» Source records
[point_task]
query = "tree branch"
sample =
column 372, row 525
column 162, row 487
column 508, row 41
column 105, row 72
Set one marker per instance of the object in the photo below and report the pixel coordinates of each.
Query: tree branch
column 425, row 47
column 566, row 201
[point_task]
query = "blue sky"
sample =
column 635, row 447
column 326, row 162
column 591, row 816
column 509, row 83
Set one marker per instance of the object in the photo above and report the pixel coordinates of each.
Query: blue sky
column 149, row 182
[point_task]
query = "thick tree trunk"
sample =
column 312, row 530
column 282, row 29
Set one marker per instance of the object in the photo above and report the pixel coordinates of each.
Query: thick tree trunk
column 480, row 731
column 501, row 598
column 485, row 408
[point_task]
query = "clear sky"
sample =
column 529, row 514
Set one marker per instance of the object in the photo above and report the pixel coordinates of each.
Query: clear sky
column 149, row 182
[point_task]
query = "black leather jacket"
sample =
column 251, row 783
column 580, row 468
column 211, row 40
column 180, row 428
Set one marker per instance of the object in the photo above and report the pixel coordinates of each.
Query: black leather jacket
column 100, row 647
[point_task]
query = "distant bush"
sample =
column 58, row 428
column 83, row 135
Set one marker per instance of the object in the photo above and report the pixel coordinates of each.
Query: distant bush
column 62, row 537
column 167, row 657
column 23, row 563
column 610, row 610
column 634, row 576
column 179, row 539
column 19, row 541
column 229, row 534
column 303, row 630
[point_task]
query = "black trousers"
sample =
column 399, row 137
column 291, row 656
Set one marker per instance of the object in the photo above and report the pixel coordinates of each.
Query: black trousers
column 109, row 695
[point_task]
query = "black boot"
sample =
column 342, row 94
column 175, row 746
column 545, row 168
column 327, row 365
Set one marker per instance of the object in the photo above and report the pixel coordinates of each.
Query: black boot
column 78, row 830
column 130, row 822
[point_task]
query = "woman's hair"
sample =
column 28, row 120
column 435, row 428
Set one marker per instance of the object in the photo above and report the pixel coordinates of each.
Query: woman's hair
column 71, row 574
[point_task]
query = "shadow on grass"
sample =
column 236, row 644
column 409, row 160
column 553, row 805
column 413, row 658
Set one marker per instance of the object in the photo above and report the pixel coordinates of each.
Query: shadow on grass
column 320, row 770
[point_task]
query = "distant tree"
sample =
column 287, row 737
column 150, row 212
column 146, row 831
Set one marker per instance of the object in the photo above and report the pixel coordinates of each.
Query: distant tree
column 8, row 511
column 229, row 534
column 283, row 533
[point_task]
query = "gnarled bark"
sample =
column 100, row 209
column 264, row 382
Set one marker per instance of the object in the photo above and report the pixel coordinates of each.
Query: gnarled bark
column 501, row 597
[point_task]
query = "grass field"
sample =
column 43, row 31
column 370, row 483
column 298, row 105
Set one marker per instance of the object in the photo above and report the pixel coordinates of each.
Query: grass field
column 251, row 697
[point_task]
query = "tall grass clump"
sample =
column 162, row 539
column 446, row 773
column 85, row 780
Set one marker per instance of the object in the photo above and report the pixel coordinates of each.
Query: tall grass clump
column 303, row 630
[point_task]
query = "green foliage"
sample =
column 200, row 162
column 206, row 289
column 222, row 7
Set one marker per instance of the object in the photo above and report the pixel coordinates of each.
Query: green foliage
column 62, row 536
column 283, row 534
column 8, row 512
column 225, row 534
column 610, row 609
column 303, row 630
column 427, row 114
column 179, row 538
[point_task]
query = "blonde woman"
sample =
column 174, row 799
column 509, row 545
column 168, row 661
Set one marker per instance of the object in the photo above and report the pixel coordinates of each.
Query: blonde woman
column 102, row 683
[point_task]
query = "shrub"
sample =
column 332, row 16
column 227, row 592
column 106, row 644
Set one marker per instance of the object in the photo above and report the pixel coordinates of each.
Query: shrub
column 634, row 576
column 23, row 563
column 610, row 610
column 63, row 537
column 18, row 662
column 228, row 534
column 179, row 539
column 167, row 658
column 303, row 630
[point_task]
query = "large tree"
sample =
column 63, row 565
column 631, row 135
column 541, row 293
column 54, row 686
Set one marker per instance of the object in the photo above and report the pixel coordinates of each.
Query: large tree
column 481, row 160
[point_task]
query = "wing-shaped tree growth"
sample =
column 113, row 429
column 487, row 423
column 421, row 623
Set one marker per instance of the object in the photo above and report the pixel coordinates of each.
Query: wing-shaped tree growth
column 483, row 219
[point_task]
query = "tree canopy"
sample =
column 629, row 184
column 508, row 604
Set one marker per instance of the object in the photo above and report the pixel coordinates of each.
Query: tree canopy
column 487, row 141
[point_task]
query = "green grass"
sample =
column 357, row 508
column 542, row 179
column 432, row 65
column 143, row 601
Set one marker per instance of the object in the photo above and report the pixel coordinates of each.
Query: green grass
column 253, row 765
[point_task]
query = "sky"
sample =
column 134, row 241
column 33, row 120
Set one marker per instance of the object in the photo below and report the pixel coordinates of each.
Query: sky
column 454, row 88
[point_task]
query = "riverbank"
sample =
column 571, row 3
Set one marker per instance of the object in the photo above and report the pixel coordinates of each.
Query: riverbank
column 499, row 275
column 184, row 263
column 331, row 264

» Problem statement
Using the listing above, retype each line exactly.

» Response
[point_task]
query = "tree branch"
sample =
column 372, row 525
column 162, row 487
column 508, row 41
column 105, row 72
Set one marker per instance of the object in the photo below and report the pixel coordinates of each.
Query: tree branch
column 425, row 47
column 566, row 201
[point_task]
query = "blue sky"
sample =
column 635, row 447
column 326, row 162
column 591, row 816
column 509, row 83
Set one marker per instance of the object in the photo above and report the pixel coordinates of each.
Query: blue sky
column 149, row 182
[point_task]
query = "thick tree trunk"
sample =
column 312, row 530
column 282, row 29
Set one marker per instance of the object in the photo above and report the pixel coordinates of each.
Query: thick tree trunk
column 480, row 731
column 501, row 598
column 485, row 408
[point_task]
query = "clear sky"
sample =
column 529, row 514
Set one marker per instance of the object in the photo above and report the pixel coordinates of each.
Query: clear sky
column 149, row 182
[point_task]
query = "black leather jacket"
sample =
column 251, row 783
column 580, row 468
column 211, row 40
column 180, row 428
Set one marker per instance of the object in the photo above and report the pixel coordinates of each.
Query: black leather jacket
column 100, row 647
[point_task]
query = "distant bush"
sample =
column 58, row 428
column 83, row 135
Set one marker per instance of the object in the photo above and report the pixel coordinates of each.
Query: distant bush
column 62, row 537
column 167, row 657
column 23, row 563
column 610, row 610
column 634, row 576
column 179, row 539
column 19, row 541
column 229, row 534
column 303, row 630
[point_task]
query = "black trousers"
sample =
column 399, row 137
column 291, row 656
Set one marker per instance of the object in the photo above and report the pixel coordinates of each.
Query: black trousers
column 109, row 695
[point_task]
query = "black boot"
sample =
column 342, row 94
column 175, row 746
column 545, row 168
column 327, row 365
Set one marker per instance of the object in the photo above and report the pixel coordinates of each.
Query: black boot
column 78, row 830
column 130, row 822
[point_task]
query = "woman's hair"
sample =
column 28, row 120
column 435, row 428
Set one marker per instance of the object in the photo above and report the pixel coordinates of each.
Query: woman's hair
column 71, row 574
[point_task]
query = "shadow on grass"
sample =
column 236, row 644
column 409, row 160
column 553, row 805
column 413, row 658
Set one marker per instance of the object in the photo above and report the pixel coordinates of each.
Query: shadow on grass
column 320, row 770
[point_task]
query = "distant tree"
sample =
column 287, row 737
column 150, row 212
column 146, row 831
Set one marker per instance of the object in the photo above and report the pixel coordinates of each.
Query: distant tree
column 8, row 511
column 229, row 534
column 283, row 533
[point_task]
query = "gnarled bark"
sample =
column 100, row 209
column 264, row 382
Set one marker per instance of the object in the photo above and report the pixel coordinates of each.
Query: gnarled bark
column 501, row 597
[point_task]
query = "grass field"
sample =
column 43, row 31
column 370, row 483
column 298, row 105
Set one marker per instance of the object in the photo above and report the pixel coordinates of each.
Query: grass field
column 251, row 697
[point_task]
query = "tall grass clump"
sample =
column 162, row 539
column 446, row 773
column 85, row 780
Set one marker per instance of the object in the photo above and report the pixel coordinates of each.
Query: tall grass clump
column 303, row 630
[point_task]
query = "green foliage"
sample =
column 200, row 162
column 206, row 289
column 222, row 7
Set one marker per instance of the object in the photo above and report the pixel coordinates of each.
Query: green foliage
column 62, row 536
column 283, row 534
column 8, row 512
column 225, row 534
column 610, row 609
column 303, row 630
column 427, row 114
column 179, row 538
[point_task]
query = "blonde woman"
sample =
column 174, row 799
column 509, row 545
column 168, row 661
Set one marker per instance of the object in the photo above and report the pixel coordinates of each.
Query: blonde woman
column 102, row 683
[point_task]
query = "shrub"
sample =
column 332, row 16
column 227, row 592
column 106, row 644
Set one marker per instance of the object in the photo above and report the pixel coordinates of each.
Query: shrub
column 634, row 576
column 23, row 563
column 610, row 610
column 63, row 537
column 18, row 662
column 228, row 534
column 179, row 539
column 167, row 658
column 303, row 630
[point_task]
query = "large tree"
sample =
column 63, row 565
column 631, row 135
column 541, row 293
column 54, row 686
Set one marker per instance of the object in the photo above and report the pixel coordinates of each.
Query: large tree
column 481, row 160
[point_task]
query = "wing-shaped tree growth"
sample =
column 113, row 429
column 487, row 423
column 421, row 623
Set one marker per instance of the object in the photo above and report the pixel coordinates of each.
Query: wing-shaped tree growth
column 483, row 219
[point_task]
query = "tree canopy"
sample =
column 629, row 184
column 508, row 604
Set one marker per instance of the object in the photo above and report the pixel coordinates of each.
Query: tree canopy
column 487, row 141
[point_task]
query = "green grass"
sample =
column 357, row 508
column 542, row 179
column 432, row 65
column 143, row 601
Set one marker per instance of the object in the photo above and report the pixel coordinates of each.
Query: green grass
column 253, row 765
[point_task]
query = "sky"
sample =
column 134, row 241
column 33, row 120
Set one marker per instance of the object in the photo below and report the pixel coordinates of each.
Query: sky
column 454, row 88
[point_task]
query = "riverbank"
sample =
column 571, row 3
Set one marker per instance of the object in the photo above and report the pixel coordinates of each.
Query: riverbank
column 499, row 275
column 184, row 263
column 331, row 264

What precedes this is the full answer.